同居人の朝は早い。七時前──僕にとってそれは「深夜」だ──には家を出ていくのだが、たまにクローゼットの扉の開閉や、慌ただしく廊下を往復するドタドタした足音で目が覚めてしまうことがある。そうすると音と音未満の振動をついつい追いかけてしまい、同居人が出ていくまで眠れなくなる。だから家を出ていくのをじりじりと待つような形になるのだが、耳栓をするとなんとかなる日もある。今日は五分程度ずっとキッチンの方からなにかを作業台にトントントントンと叩きつけるような音がしていて、これは耳栓越しにも振動が伝わってくる。これはきついな、と思いながらじっと耐え、収まってようやく再び眠ることができると、そのまま昼前まで寝てしまった。しかしあの音はなんだったんだろう。キッチンからというのは錯覚で、上の階からの音かもしれない。とにかく弱っていると音に敏感になる。同居人や奥さんの何気なく立てる音にいちいち弱る。自分も同程度にうるさいはずなので、わざわざ言うほどではない、と思いつつも、つらいときはつらい。静かに暮らしたい。こういう思いを、いま、バチバチと音を立てながらタイピングしている。
午後は銀行、コーヒー豆、スーパー。遠回りしつつ六千歩歩く。帰ると奥さんがハンバーガーをご所望で、再び家を出る。そういうわけで朝はひよこ豆のスープと今川焼き。昼はマクドナルドのバーガー二つとナゲット一箱。夜は和風シチュー、そら豆とエビのサラダ、かぼちゃサラダ、春雨。筋肉は休める日。50.2キロ。

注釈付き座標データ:
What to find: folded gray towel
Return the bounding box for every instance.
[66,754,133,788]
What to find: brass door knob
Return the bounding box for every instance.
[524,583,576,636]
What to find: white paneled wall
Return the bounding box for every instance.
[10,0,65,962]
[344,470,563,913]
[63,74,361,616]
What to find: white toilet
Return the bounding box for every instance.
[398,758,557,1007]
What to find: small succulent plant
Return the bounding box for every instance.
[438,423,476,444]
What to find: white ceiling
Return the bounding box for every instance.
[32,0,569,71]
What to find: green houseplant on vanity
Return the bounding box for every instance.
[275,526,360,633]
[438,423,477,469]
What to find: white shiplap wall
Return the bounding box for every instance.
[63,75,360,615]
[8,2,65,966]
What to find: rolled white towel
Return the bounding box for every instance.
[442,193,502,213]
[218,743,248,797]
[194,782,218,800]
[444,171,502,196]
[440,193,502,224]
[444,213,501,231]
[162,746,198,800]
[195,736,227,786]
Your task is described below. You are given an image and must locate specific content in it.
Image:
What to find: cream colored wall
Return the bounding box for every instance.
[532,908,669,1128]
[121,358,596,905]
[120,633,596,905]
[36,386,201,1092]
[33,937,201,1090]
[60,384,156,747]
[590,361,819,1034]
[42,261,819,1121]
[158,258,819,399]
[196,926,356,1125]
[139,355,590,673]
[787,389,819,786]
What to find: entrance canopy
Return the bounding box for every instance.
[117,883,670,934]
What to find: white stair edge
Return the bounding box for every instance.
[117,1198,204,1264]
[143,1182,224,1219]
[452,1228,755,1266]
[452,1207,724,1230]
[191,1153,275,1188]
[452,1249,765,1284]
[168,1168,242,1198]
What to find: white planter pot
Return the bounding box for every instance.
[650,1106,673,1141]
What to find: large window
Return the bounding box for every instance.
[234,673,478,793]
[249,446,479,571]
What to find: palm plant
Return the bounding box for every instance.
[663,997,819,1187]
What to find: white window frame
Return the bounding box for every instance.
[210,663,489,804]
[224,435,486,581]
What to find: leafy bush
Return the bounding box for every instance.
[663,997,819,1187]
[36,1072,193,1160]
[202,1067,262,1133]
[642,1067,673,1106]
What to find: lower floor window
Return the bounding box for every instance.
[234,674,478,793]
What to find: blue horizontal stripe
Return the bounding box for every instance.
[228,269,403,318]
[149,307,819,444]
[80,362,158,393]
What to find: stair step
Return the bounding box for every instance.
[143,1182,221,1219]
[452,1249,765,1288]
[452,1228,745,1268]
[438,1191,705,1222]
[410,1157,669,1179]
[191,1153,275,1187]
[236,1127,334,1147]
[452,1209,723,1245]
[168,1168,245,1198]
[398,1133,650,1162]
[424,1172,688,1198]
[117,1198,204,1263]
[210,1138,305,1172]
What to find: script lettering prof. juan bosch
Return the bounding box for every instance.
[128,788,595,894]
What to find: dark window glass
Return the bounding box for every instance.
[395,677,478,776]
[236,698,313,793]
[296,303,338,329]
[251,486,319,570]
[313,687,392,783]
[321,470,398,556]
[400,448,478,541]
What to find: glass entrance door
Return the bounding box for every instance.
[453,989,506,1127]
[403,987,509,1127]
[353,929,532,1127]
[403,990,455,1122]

### やること:
(1) 日記について、次の問いに答えてください。
(a) 同居人は何時前に家を出ていくか。
(b) 午後の外出で何歩歩いたか。
(c) 昼に食べたものは何か。
(2) 日記を最後の文の後から引き継ぎ、続きを書くこと。
これらのデータは日記とは無関係である。

### 解答:
(1)
(a) 七時前
(b) 六千歩
(c) マクドナルドのバーガー二つとナゲット一箱

(2)
一日わりとまじめに仕事をして、くたびれる。休憩時間に読み出した『踊る熊たち』が面白い。見世物にされていた熊たちは、保護された先の自然公園で、自由を重荷に感じることがある。そんなとき、熊たちは再び後ろ足で立ち上がり、踊り出すという。自分たちで自分たちの生活に対処しなくてはいけないという自由の重荷をおろしたいという一心で、気楽な奴隷状態を懐かしがるかのように。ルポルタージュの気分だったのかもな、と思いながら、熊や熊使いの話を聴いていく。熊使いたちから熊を「救い出し」、自由な熊園に保護するための職員は、熊へ注ぐ敬意や優しさのほんのひとかけも熊使いであるロマたちには与えようとしない。「正直に言うと、熊を引き渡した後の彼らの生活に興味を持ったことは一度もない」。人間より熊の生活の改善を願う気持ち。それはわからなくはないが、わかってしまいそうになることに、なんだかやるせない気持ちになる。
退勤後は『ラーエル・ファルンハーゲン』。ずいぶん長くこの本と付き合っている気がする。アーレントの憑依芸パートは終わり、ラーエル本人の手紙や日記の抜粋が続く。もうそろそろこの本も終わってしまうな、と思うと寂しい気持ちになる。しかし、日記や手紙が本にされるのってどういう事態なんだろう。ラーエルの場合は死後の発掘でもなく、いくらかは生前から出ていたらしい。僕が言うのもなんなのだけれど、よくわからない。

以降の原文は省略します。